THE INPUT:
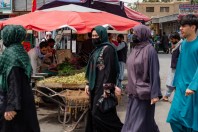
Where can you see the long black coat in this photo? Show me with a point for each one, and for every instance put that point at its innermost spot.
(19, 98)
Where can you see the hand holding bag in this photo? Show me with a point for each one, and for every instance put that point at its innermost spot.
(106, 104)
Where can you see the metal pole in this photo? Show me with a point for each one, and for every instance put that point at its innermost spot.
(71, 41)
(26, 5)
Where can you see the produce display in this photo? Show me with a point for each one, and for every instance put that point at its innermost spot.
(74, 79)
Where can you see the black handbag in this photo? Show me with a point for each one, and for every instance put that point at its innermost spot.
(108, 103)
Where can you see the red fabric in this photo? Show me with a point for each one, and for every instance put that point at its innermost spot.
(33, 5)
(26, 45)
(83, 22)
(136, 15)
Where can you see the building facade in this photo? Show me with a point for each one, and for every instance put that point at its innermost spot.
(163, 15)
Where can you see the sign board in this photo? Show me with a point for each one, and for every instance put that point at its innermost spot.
(188, 8)
(6, 6)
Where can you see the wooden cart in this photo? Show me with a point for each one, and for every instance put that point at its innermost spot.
(72, 101)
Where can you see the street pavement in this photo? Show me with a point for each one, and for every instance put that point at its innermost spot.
(47, 114)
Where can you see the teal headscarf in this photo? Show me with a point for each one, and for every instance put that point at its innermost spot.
(91, 67)
(14, 54)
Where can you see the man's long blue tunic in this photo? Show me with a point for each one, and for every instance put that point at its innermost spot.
(184, 109)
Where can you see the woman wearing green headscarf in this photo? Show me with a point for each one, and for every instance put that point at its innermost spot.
(17, 108)
(102, 70)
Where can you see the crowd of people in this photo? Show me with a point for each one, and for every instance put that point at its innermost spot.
(104, 74)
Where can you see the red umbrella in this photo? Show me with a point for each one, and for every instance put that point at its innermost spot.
(136, 15)
(82, 22)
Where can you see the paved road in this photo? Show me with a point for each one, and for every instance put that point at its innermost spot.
(48, 115)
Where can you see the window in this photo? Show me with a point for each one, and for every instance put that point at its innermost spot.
(164, 9)
(149, 9)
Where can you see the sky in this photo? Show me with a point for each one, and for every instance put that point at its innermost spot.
(130, 1)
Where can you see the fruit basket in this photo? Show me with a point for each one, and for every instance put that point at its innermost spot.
(71, 82)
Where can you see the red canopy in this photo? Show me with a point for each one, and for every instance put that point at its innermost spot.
(82, 22)
(136, 15)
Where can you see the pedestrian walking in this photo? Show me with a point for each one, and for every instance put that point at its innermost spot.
(184, 108)
(176, 41)
(143, 84)
(102, 72)
(17, 107)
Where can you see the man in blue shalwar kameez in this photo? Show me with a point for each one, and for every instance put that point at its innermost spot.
(183, 114)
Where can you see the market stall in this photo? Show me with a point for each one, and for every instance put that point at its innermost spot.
(67, 89)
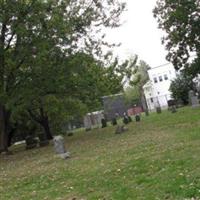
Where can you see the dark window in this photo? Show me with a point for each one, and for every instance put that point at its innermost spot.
(165, 77)
(160, 78)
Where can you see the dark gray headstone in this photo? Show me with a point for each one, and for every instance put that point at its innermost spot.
(59, 144)
(195, 102)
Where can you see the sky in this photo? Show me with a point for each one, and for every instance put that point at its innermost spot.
(139, 34)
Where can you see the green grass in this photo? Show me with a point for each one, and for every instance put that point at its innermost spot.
(158, 158)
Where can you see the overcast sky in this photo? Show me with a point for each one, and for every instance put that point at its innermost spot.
(139, 34)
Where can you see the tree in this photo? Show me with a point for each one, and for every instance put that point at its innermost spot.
(181, 22)
(180, 88)
(138, 78)
(33, 33)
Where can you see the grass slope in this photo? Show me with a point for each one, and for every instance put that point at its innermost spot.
(158, 158)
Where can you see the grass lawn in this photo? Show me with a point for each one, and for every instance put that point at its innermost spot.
(158, 158)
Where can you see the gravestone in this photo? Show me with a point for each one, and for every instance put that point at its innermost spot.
(114, 121)
(137, 118)
(125, 119)
(193, 99)
(103, 123)
(158, 109)
(43, 140)
(120, 129)
(195, 102)
(59, 147)
(173, 109)
(190, 95)
(31, 142)
(130, 119)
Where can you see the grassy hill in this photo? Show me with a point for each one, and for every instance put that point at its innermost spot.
(158, 158)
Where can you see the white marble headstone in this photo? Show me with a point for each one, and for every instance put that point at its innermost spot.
(59, 144)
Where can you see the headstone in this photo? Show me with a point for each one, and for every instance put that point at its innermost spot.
(43, 140)
(190, 95)
(125, 119)
(31, 142)
(195, 102)
(70, 134)
(130, 119)
(120, 129)
(59, 147)
(103, 123)
(173, 109)
(87, 122)
(158, 110)
(137, 118)
(114, 121)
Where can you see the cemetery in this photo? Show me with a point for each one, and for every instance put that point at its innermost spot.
(157, 157)
(96, 103)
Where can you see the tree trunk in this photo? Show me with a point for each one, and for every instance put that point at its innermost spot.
(3, 130)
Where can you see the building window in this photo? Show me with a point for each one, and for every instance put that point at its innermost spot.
(155, 80)
(160, 78)
(165, 77)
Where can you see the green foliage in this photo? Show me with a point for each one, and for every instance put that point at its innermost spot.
(38, 41)
(181, 22)
(156, 159)
(180, 87)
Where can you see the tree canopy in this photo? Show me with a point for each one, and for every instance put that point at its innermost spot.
(38, 41)
(181, 22)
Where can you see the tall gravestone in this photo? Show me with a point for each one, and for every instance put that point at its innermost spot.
(59, 146)
(193, 99)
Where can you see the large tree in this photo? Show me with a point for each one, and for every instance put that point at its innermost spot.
(181, 22)
(35, 34)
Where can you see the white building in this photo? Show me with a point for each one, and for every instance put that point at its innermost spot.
(156, 90)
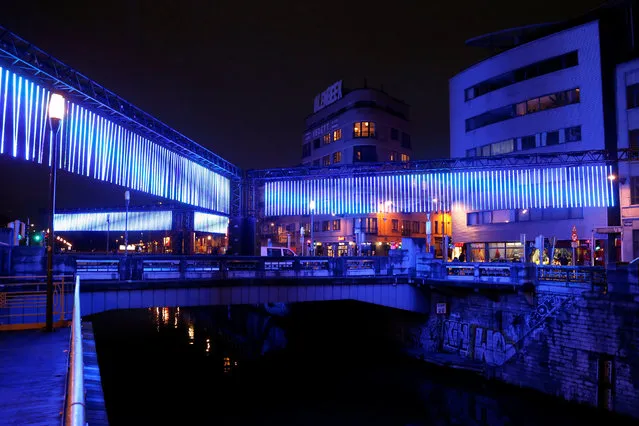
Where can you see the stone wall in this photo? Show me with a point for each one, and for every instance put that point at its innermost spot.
(579, 345)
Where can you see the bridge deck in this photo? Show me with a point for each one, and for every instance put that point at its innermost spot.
(33, 372)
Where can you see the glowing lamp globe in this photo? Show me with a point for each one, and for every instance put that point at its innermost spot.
(56, 107)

PROBLEM STATEMENT:
Retype each line above precisely, please. Skip anything that is a picture.

ANSWER TO THIS PROBLEM:
Where can you see the long black coat in this photo? Show me with a point for each one, and for every instance put that point at its innermost spot.
(19, 98)
Where can you see the hand holding bag in this photo? Show me with a point for each one, and for every instance put that point at its innermost spot.
(106, 104)
Where can you see the metal pole in this photo? Show me with a point for each one, and for every instance put that point at its innermost spot.
(71, 41)
(26, 5)
Where can you see the produce display in this photo? Show me with a point for each one, and for every instance put that point at its innermost spot.
(74, 79)
Where can you see the black handbag in this photo? Show me with a point for each one, and for every instance put that point at its innermost spot.
(108, 103)
Where can you see the red fabric in this photo? Show me with a point for each one, and for every instance put that point at its innermost spot.
(33, 5)
(26, 45)
(83, 22)
(136, 15)
Where can you see the building facade in this photo? Show me with a point for each one, and for every instance put that point at its innermost spot.
(163, 15)
Where can you see the sign board in this photo? Show me with a point for each one, and for every instance put that point at its innermost spot.
(188, 8)
(6, 6)
Where can you see the wooden cart in this photo? Show me with a point for each one, and for every instance put that point at its innermost spot.
(72, 101)
Where can you see the street pavement in this photo? Show me with a point for each one, and for every instance put that point at its innermost spot.
(47, 114)
Where can you see the teal headscarf in this photo? Show me with a point for each one, and for every instance put that point at its innermost spot.
(91, 67)
(14, 54)
Where can you see the man's long blue tunic in this photo? Show me with a point for each one, and for every instance put that point at its innermost spot.
(184, 109)
Where can you see the woman wearing green headscarf in this photo? Show me with a point for each one, and for every instance put that point at its innermost spot.
(17, 108)
(102, 70)
Where can you see the crowd of people in this photo? Show me with a point for each one, and for every instance put that point at its innermost spot.
(104, 74)
Where can you see the red umbrella in this photo? Show me with a point for each one, and for every instance put that point at its innermost spot.
(136, 15)
(82, 22)
Where can you see the paved road in this photo? Show me with a point for each one, and for every instance put that point at its innermost spot.
(48, 115)
Where can you see the window in this photo? Show me with a point for each one, and for every instance put that point at its innermost spot.
(164, 9)
(149, 9)
Where can you see the sky in this photo? Show me with a point for each one, and for every instance put that point at its innermost spot.
(130, 1)
Where can you see the fruit basket in this photo? Show me with a point for each one, and for every instance put that point at its innermost spot.
(71, 82)
Where can you see the red canopy in this photo? Show me with a point for each one, and for every instance put that point at its innermost spot.
(82, 22)
(136, 15)
Where can you see the pedestrian walking in this photo? Show me with a point for each one, and for every instance put that point at its innermost spot.
(184, 108)
(176, 41)
(143, 84)
(102, 72)
(17, 107)
Where can you see the man in blue shalwar kameez in this photo? Show me with a point for each one, and for every instance put that point at its innermost spot.
(183, 114)
Where can you see the market stall in this photo? Show me with a point for each one, and for every instance put that point at its innermost spot.
(67, 89)
Where can you see the dark window in this photo? Show me with a point for each one, and for every instance put that point at its innermost spot.
(165, 77)
(160, 78)
Where can you see the dark gray headstone in this photo? Show me with a point for each one, and for every instance put that point at its innermost spot.
(59, 144)
(195, 102)
Where can you see the sky in this photo? Show me with a point for each one, and for every instance put that point at its innermost spot.
(139, 34)
Where can you see the green grass in this photo? Show me with a point for each one, and for every instance put that point at its innermost spot.
(158, 158)
Where can you see the overcast sky in this photo? Show me with a point for each one, and for every instance put that point at its innermost spot.
(139, 34)
Where can you see the tree in this photo? Show me with a point for each one, and for every instance put that point at its innermost spot.
(181, 22)
(180, 88)
(138, 78)
(33, 33)
Where can you see the grass slope in this photo? Show me with a point for each one, and for every instance put that point at its innermost spot.
(158, 158)
Where can you see the grass lawn in this photo? Show me with a point for each one, and for every instance put that point at its innermost spot.
(158, 158)
Where can you see the gravestone in this photo? Show me with a point for each one, and for every instance put that point at its innermost spot.
(114, 121)
(137, 118)
(125, 119)
(193, 99)
(103, 123)
(158, 109)
(43, 140)
(120, 129)
(195, 102)
(59, 147)
(173, 109)
(190, 95)
(31, 142)
(130, 119)
Where can you see the grassy hill in this photo? Show me with a point for each one, and for every instance put that point at its innermost spot.
(158, 158)
Where can you see the white marble headstone in this photo? Show me with a point for each one, and for every instance put that point at its innermost spot.
(59, 144)
Where can you see the headstone in this photo? Show me with a point for each one, and for every instance put that point at its innermost spot.
(43, 140)
(190, 95)
(125, 119)
(31, 142)
(195, 102)
(70, 134)
(130, 119)
(120, 129)
(59, 147)
(103, 123)
(173, 109)
(87, 122)
(158, 110)
(137, 118)
(114, 121)
Where can you see the cemetery in this photo? Show me with a point for each one, and for every instance put that point at its innermost spot.
(157, 157)
(96, 103)
Where can you see the tree trunk in this photo? Show me with a point for each one, and for every instance put that point at its innermost spot.
(3, 130)
Where can you see the building window in this photo? Show me with a point for each one, and for every instance put that point at its innermost spot.
(155, 80)
(160, 78)
(165, 77)
Where can you see the green foliage in this photo? Show me with a point for each one, and for every instance put that point at its innermost spot.
(38, 41)
(181, 22)
(156, 159)
(180, 87)
Where can you see the tree canopy in this photo? Show me with a point for each one, and for every instance put that point at its innermost spot.
(38, 41)
(181, 22)
Where can you see the tall gravestone in this photo? Show me with a point for each one, and for every instance put that point at its innermost spot.
(59, 146)
(193, 99)
Where can you see the large tree in this photo? Show me with a point for each one, and for every instance put that point at its innermost spot.
(181, 22)
(35, 34)
Where can you see the white building in this photo? Show me with a point for each one, and for every instance put that point at its innermost spot.
(156, 90)
Where can you see the stone wall in this photo? Show me with a point for each one, and for every instance put that point at its innermost spot.
(579, 345)
Where can you see the bridge deck in this photo? Show me with a point for each one, and for every instance put that point at its innermost spot.
(33, 372)
Where can you see the glowing lamp globe in this photo? Show me with a point for each one, and for every instance put that point at its innermost spot.
(56, 107)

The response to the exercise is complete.